Work instruction:
Please repeat the data exactly. Any picture in it stays out.

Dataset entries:
▬▬▬▬▬▬

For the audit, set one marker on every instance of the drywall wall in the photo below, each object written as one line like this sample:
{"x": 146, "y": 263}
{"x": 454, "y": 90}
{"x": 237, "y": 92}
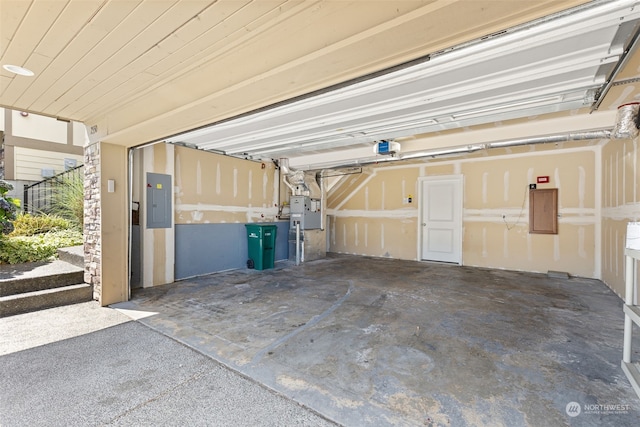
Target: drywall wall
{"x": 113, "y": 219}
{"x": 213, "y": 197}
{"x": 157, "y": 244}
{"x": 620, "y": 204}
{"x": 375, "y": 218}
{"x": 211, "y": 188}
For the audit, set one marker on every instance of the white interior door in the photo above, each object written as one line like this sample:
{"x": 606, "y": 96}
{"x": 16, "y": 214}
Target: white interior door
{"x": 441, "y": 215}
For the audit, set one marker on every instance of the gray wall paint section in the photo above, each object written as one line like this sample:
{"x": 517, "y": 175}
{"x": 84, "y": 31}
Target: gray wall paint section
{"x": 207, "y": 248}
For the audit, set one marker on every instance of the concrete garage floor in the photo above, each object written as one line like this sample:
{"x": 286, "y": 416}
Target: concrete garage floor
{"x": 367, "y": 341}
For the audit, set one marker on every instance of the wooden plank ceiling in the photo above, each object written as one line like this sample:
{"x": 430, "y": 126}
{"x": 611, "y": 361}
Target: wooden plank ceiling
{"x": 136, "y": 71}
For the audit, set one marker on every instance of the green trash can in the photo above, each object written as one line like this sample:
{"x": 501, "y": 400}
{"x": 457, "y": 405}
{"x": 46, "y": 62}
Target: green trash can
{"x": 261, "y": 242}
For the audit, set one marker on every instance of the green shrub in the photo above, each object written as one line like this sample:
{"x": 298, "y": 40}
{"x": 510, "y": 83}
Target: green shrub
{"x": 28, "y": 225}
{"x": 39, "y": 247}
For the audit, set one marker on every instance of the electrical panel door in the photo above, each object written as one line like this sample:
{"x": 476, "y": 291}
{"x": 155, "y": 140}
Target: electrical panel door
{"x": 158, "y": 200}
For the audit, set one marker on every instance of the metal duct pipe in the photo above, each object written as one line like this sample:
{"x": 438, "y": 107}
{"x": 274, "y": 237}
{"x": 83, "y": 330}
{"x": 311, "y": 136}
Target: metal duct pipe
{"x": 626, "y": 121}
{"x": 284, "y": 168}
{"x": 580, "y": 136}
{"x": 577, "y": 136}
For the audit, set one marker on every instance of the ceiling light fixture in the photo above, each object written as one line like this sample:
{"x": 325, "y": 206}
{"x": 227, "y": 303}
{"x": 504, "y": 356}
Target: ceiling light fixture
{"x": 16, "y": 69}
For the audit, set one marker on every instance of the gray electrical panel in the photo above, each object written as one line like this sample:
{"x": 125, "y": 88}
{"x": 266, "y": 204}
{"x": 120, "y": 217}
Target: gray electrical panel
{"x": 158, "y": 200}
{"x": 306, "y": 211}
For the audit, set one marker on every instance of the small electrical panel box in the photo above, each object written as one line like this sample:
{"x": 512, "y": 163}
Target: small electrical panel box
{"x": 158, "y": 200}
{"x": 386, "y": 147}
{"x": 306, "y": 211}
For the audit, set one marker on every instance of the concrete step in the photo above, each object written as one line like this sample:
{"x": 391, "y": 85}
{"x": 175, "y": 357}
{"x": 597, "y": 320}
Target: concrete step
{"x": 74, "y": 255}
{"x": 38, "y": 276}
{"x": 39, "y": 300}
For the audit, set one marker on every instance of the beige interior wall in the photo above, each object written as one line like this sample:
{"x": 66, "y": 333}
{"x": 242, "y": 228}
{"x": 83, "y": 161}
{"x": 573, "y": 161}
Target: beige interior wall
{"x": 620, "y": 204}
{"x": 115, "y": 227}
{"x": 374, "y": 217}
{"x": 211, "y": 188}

▬▬▬▬▬▬

Finished task:
For the audit, set one marker on every instance of the drywall wall in the photo below, each object written as one line like this sample:
{"x": 146, "y": 263}
{"x": 454, "y": 90}
{"x": 237, "y": 92}
Target: drywall wall
{"x": 113, "y": 219}
{"x": 213, "y": 197}
{"x": 157, "y": 244}
{"x": 620, "y": 204}
{"x": 375, "y": 218}
{"x": 211, "y": 188}
For the audit, set one marker on every instance of the white interior door in the photo above, each object written as one line like this sample:
{"x": 606, "y": 96}
{"x": 16, "y": 214}
Target: white interior door
{"x": 441, "y": 215}
For the audit, set one marker on every instance of the gray wall paint section in the photo above, each object written as one line like this sample:
{"x": 517, "y": 175}
{"x": 84, "y": 31}
Target: gray wall paint section
{"x": 207, "y": 248}
For the audit, set one marker on every instance of the concrete garage floor in the photo above, each object written as one line like this sample:
{"x": 286, "y": 416}
Target: concrete garage floor
{"x": 367, "y": 341}
For the audit, set one marker on every instance of the wooden plank ceiling in the photo above, each object written as one line like this sample:
{"x": 430, "y": 126}
{"x": 611, "y": 361}
Target: wooden plank ceiling
{"x": 136, "y": 71}
For the audit, set one marker on every instance of the green trash can in the photo above, each object written as one line like this sample:
{"x": 501, "y": 400}
{"x": 457, "y": 405}
{"x": 46, "y": 62}
Target: green trash can
{"x": 261, "y": 242}
For the audit, set one marker on every instance of the green shrub in the photo above, each object written as one line like this sample:
{"x": 298, "y": 40}
{"x": 510, "y": 83}
Target: green shrub
{"x": 28, "y": 225}
{"x": 39, "y": 247}
For the audit, set one marker on every instance of the electrical panel door in the photo above, each object written as one line like this sample:
{"x": 476, "y": 291}
{"x": 155, "y": 140}
Target: electrical panel door
{"x": 158, "y": 200}
For the audit, set one marker on every instance of the metal duct pipe in the photo above, each object written as one line like this sample:
{"x": 438, "y": 107}
{"x": 274, "y": 237}
{"x": 83, "y": 330}
{"x": 311, "y": 136}
Target: metal duct pipe
{"x": 626, "y": 121}
{"x": 284, "y": 168}
{"x": 580, "y": 136}
{"x": 577, "y": 136}
For the audit, set one marker on every instance of the ceiling light fixture in the photo above, each object written as one line like this sample:
{"x": 325, "y": 206}
{"x": 227, "y": 303}
{"x": 504, "y": 356}
Target: ceiling light fixture
{"x": 16, "y": 69}
For the audit, set one marker on every instance of the gray electrical panel in the photo above, each object written as one line like this sample:
{"x": 125, "y": 88}
{"x": 266, "y": 204}
{"x": 120, "y": 217}
Target: gray electrical panel
{"x": 158, "y": 200}
{"x": 306, "y": 211}
For the audit, set one marker on every instance of the small electrical panel box in the photo above, each object written as one line like this sample:
{"x": 512, "y": 163}
Target: small electrical panel box
{"x": 158, "y": 200}
{"x": 386, "y": 147}
{"x": 306, "y": 211}
For the audit, set one marker on every instance of the concrete step in the photo above, each object written as one line like this sample:
{"x": 391, "y": 85}
{"x": 175, "y": 357}
{"x": 597, "y": 320}
Target: concrete step
{"x": 74, "y": 255}
{"x": 38, "y": 276}
{"x": 39, "y": 300}
For the audit, set one marker on every instance of the beige interior wall in the photo above, each object written as one line like this sample:
{"x": 66, "y": 333}
{"x": 242, "y": 228}
{"x": 83, "y": 161}
{"x": 573, "y": 161}
Target: beige interior wall
{"x": 620, "y": 204}
{"x": 115, "y": 227}
{"x": 374, "y": 217}
{"x": 211, "y": 188}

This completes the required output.